■ Votre consigne ■
Reprenez le passage de l'extrait sur le rapport du Chili en commençant par « I. CADRE JURIDIQUE » et en allant jusqu'à « subi aucune restriction. ». Remplacez-y « Parlement » par « Congrès national ».

■ Texte de la page ■
——

3. D'après les directives générales concernant la forme et le contenu des rapports périodiques que les Etats parties doivent présenter en application du paragraphe 1 de l'article 19 de la Convention (CAT/C/14), les rapports doivent comporter deux parties, la deuxième apportant le complément d'information demandé par le Comité lors de l'examen du rapport précédent de l'Etat partie. Le Chili s'est acquitté de cette obligation avec la présentation du rapport complémentaire et de l'additif, et avec l'exposé oral du représentant, cités au paragraphe précédent.

4. Compte tenu de ce qui précède, le présent rapport complémentaire donne les renseignements qui doivent faire l'objet de la première partie, c'est-à-dire tous les renseignements concernant les nouvelles mesures et les faits nouveaux liés à l'application de la Convention au Chili depuis 1991.


I. CADRE JURIDIQUE ET POLITIQUE

5. Après avoir été élu par la voie démocratique en décembre 1989, le président Aylwin a assumé la direction du pays le 11 mars 1990 et a institué officiellement le Parlement, ce qui a permis de renouer avec la tradition institutionnelle démocratique chilienne, interrompue par le régime militaire. A partir de cette date, le Chili a connu une période de fonctionnement normal de l'Etat de droit, tous les organes de l'Etat, les forces armées, la police, les partis politiques, les organisations syndicales et sociales agissant dans le cadre des attributions qui leur sont propres, conformément à la loi et à la Constitution. Il faut souligner que le gouvernement n'a proclamé aucun état d'exception et que, par conséquent, les droits et libertés garantis à tous par la Constitution n'ont subi aucune restriction.

——

■ Données fournies ■
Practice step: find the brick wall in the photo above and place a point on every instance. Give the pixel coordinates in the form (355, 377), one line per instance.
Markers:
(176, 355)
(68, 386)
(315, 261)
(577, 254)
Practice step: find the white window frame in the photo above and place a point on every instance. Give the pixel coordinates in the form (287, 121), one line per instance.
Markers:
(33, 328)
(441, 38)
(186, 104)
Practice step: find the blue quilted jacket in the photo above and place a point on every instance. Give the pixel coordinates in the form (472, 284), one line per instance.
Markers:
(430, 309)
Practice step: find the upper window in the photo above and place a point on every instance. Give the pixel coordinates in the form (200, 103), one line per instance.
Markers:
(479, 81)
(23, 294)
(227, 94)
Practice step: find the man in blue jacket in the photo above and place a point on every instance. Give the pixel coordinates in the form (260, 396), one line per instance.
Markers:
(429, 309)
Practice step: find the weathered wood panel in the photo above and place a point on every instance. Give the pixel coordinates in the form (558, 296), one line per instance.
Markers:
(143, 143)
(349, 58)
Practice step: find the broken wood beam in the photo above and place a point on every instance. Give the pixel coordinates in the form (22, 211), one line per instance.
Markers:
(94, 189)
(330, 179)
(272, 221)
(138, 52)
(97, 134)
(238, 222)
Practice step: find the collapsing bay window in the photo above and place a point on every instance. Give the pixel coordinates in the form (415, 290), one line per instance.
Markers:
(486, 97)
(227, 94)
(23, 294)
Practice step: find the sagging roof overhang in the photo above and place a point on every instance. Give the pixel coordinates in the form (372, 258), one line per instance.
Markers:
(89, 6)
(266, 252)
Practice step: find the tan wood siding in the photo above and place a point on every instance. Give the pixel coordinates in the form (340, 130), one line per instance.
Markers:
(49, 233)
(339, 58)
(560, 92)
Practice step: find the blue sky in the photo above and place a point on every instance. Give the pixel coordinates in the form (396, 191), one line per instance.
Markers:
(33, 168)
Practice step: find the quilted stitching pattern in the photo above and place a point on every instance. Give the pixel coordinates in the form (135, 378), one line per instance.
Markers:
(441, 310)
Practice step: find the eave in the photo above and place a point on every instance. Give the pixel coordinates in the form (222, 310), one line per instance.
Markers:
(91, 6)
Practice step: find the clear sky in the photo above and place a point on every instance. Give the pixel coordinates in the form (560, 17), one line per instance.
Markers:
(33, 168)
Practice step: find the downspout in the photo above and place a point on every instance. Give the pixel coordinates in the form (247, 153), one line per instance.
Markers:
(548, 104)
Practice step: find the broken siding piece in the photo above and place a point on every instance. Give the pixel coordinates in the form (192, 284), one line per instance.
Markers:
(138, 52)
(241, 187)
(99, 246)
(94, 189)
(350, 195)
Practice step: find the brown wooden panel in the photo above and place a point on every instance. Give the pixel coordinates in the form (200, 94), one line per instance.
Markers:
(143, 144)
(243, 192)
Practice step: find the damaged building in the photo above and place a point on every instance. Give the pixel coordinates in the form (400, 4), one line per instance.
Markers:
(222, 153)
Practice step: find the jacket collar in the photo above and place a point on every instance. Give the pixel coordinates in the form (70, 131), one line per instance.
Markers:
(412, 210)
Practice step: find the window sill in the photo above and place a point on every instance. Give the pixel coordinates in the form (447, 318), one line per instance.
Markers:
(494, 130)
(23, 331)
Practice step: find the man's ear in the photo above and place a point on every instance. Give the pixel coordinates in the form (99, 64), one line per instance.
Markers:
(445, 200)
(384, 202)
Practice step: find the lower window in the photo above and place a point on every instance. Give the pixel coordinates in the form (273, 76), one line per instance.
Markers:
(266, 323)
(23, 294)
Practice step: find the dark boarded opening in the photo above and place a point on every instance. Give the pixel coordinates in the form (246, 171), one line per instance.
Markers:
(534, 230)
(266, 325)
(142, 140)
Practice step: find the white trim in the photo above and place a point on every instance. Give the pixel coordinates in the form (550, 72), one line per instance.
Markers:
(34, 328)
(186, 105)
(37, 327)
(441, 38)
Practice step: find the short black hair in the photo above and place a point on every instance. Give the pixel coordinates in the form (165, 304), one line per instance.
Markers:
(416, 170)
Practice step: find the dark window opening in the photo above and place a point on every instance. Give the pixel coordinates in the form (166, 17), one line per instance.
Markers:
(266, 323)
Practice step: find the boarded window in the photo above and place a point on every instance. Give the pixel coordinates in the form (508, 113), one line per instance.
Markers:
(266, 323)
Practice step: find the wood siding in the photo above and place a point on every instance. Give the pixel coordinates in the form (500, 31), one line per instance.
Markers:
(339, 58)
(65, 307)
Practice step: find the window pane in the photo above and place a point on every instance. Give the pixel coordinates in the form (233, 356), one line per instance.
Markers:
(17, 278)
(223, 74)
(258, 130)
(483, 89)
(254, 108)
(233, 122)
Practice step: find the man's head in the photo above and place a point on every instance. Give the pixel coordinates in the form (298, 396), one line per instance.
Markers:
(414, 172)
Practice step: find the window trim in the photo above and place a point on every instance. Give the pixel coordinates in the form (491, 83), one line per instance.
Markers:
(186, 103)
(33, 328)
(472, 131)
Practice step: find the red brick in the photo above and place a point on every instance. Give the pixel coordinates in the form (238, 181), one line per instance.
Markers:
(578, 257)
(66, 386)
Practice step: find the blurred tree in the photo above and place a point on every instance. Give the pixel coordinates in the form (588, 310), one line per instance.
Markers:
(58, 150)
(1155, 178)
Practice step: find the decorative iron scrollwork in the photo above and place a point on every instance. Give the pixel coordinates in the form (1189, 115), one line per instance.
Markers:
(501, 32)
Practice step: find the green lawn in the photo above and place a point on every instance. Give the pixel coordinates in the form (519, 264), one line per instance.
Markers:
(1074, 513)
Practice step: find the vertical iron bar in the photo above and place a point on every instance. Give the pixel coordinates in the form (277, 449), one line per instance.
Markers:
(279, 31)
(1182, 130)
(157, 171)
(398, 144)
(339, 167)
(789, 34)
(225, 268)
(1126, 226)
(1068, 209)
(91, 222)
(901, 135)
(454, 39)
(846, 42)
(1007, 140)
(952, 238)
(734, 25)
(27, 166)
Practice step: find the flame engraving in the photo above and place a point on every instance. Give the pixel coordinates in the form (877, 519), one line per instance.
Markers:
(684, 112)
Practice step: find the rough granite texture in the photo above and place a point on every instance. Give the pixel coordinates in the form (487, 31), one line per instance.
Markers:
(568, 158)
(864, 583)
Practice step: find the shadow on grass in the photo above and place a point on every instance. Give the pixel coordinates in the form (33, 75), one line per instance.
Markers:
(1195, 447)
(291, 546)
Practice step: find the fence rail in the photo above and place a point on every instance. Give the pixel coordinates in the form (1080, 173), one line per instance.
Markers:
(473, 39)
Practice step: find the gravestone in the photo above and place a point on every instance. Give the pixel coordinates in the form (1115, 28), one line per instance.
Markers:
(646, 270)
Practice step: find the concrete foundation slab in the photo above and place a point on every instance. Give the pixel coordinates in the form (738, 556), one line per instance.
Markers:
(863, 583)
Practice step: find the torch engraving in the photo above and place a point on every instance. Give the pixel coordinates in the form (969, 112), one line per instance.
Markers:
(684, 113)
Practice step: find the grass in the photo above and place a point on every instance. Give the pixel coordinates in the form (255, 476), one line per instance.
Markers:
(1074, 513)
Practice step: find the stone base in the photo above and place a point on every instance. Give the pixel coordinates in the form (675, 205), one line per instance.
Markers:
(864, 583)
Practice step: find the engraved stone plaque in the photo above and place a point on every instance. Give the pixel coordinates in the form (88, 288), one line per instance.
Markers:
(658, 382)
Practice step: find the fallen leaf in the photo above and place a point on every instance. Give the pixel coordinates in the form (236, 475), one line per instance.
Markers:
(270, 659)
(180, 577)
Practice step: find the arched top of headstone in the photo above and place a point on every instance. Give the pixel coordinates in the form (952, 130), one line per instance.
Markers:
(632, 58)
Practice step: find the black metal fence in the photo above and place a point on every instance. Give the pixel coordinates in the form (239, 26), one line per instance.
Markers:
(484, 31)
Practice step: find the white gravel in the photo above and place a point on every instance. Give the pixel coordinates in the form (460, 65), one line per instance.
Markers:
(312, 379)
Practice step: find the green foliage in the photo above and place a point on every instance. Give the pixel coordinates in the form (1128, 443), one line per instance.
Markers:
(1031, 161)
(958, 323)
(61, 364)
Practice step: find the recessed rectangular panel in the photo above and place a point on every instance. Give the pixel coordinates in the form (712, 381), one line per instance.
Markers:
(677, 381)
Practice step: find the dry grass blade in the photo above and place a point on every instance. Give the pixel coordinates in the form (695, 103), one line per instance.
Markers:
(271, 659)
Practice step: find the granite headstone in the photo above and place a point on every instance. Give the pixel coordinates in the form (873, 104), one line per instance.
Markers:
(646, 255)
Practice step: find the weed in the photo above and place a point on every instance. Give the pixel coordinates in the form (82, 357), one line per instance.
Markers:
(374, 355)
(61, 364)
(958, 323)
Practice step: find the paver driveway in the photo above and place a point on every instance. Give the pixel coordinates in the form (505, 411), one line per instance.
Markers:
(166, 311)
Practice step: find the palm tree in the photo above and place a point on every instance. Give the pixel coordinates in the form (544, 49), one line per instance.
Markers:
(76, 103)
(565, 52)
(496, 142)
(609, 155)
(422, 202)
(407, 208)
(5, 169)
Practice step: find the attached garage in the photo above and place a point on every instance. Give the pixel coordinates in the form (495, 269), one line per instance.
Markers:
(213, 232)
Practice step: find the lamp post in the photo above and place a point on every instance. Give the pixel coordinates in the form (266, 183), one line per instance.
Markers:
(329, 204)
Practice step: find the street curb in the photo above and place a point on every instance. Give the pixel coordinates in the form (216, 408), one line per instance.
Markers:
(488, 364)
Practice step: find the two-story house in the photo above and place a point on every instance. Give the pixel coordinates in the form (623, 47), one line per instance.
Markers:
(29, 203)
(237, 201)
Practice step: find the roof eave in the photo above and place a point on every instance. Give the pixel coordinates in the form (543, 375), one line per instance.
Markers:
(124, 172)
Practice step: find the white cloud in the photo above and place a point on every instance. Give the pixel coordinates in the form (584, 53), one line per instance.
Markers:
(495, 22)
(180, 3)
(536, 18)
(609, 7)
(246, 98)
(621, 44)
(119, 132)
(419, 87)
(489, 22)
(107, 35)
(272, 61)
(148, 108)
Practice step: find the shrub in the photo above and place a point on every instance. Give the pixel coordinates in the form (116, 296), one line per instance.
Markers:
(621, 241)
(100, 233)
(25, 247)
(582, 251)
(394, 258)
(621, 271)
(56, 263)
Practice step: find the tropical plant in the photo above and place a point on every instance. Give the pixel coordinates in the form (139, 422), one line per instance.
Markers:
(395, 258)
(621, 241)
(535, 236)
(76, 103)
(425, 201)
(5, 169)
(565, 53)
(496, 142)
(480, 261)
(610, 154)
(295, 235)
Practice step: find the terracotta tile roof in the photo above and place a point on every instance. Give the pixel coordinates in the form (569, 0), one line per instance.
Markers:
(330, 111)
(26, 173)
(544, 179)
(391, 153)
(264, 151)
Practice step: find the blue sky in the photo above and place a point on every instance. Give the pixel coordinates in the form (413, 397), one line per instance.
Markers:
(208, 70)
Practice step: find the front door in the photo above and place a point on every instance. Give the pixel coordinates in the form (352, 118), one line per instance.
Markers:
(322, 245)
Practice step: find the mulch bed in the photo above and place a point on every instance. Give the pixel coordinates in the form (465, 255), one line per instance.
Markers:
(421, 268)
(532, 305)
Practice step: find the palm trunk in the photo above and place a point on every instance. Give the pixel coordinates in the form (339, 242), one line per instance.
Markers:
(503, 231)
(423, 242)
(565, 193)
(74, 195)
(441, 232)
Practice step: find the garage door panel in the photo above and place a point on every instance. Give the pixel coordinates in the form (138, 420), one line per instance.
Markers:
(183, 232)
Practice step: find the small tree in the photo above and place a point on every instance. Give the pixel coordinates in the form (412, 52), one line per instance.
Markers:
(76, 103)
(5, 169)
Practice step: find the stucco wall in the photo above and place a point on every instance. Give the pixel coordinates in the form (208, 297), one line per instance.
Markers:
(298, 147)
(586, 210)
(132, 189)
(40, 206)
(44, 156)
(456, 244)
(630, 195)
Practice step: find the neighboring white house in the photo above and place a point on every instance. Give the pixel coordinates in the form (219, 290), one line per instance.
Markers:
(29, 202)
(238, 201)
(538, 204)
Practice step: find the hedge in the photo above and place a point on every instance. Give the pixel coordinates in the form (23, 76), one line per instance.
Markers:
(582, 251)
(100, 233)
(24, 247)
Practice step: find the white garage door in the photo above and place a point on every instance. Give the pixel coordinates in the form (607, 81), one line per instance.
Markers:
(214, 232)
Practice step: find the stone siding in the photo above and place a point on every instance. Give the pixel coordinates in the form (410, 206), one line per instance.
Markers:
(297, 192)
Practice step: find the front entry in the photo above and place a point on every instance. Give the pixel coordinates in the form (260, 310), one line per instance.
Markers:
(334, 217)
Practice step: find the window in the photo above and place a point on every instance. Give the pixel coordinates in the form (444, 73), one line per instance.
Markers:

——

■ Réponse à l'exercice ■
I. CADRE JURIDIQUE ET POLITIQUE

5. Après avoir été élu par la voie démocratique en décembre 1989, le président Aylwin a assumé la direction du pays le 11 mars 1990 et a institué officiellement le Congrès national, ce qui a permis de renouer avec la tradition institutionnelle démocratique chilienne, interrompue par le régime militaire. A partir de cette date, le Chili a connu une période de fonctionnement normal de l'Etat de droit, tous les organes de l'Etat, les forces armées, la police, les partis politiques, les organisations syndicales et sociales agissant dans le cadre des attributions qui leur sont propres, conformément à la loi et à la Constitution. Il faut souligner que le gouvernement n'a proclamé aucun état d'exception et que, par conséquent, les droits et libertés garantis à tous par la Constitution n'ont subi aucune restriction.